(Point annotation records)
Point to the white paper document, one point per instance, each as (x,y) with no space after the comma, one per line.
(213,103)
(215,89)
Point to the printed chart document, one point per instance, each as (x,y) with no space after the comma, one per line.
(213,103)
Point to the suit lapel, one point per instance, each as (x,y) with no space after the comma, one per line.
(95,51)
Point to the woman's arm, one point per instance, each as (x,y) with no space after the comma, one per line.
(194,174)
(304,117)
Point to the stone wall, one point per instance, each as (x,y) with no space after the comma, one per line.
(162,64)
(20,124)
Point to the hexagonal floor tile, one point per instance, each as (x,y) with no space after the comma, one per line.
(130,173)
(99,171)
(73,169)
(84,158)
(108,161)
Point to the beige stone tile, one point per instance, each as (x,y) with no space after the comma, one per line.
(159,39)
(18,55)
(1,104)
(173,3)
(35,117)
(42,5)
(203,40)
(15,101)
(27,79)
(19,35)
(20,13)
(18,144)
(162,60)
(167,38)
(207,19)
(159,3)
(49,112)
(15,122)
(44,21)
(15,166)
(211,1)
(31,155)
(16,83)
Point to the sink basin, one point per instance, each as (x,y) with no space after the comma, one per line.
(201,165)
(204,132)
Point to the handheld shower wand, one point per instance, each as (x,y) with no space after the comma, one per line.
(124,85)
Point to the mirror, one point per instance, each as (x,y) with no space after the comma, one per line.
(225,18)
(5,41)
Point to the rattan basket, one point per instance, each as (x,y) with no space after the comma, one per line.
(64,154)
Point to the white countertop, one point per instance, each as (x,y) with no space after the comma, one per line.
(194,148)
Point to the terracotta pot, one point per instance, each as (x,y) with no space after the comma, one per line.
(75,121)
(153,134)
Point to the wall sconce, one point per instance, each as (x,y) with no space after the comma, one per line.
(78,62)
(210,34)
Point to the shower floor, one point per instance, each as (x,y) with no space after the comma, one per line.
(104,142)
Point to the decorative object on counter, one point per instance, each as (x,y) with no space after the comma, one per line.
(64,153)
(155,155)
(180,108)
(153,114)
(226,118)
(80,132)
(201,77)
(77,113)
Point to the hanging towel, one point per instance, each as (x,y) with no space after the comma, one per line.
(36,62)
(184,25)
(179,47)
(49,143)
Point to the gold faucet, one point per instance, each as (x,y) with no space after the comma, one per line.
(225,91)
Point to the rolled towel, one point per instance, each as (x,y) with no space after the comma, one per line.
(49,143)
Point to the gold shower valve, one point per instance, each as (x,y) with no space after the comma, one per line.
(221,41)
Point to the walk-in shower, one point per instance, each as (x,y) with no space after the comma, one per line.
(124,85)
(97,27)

---

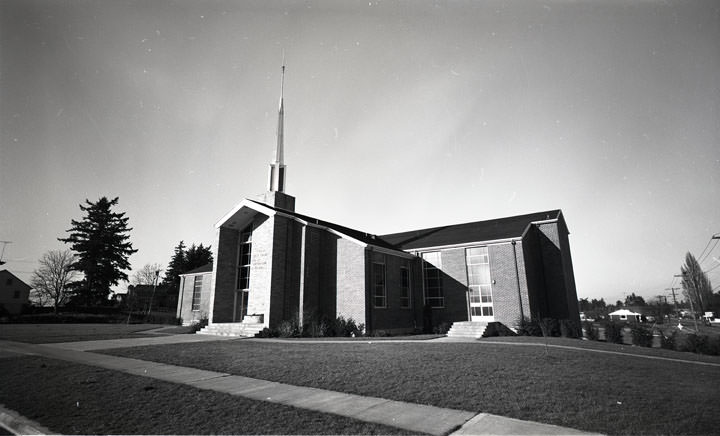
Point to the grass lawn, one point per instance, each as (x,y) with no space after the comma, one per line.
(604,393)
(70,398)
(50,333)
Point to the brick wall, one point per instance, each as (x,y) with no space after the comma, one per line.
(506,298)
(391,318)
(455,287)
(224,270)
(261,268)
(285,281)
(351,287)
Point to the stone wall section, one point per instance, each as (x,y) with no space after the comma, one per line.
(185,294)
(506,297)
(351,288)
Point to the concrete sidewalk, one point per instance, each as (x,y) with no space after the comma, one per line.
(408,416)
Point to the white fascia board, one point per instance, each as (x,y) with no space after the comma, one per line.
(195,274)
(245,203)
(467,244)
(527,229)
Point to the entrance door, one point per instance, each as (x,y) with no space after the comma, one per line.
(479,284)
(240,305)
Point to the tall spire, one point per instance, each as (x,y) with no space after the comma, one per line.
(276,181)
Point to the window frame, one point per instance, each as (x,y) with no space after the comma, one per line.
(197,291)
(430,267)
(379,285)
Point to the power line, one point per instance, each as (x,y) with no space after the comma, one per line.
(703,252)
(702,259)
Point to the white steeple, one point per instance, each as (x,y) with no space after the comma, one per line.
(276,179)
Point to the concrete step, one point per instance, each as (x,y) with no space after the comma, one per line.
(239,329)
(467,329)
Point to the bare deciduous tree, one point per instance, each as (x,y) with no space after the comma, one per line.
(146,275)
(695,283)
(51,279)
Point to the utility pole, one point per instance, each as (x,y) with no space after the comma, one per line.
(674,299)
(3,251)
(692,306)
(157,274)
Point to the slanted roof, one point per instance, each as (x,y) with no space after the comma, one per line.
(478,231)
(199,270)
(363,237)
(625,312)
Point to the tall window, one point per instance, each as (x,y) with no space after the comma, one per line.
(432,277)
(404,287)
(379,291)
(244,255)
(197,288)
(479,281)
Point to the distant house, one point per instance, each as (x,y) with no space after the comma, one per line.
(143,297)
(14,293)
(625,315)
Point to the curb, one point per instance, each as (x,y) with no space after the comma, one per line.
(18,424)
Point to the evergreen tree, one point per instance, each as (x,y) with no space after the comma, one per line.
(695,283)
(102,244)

WHAT IS EXPECTED: From the listing above, pull out each line that contains the string "tree", treating uppercase and lowercase as different.

TASK OUTPUT:
Point to the bare deciduous tree, one point per instance, each as (x,y) with no space after the comma, one per line.
Point to the evergreen tree, one point per instance, each as (x,y) with no space after the comma, one per line.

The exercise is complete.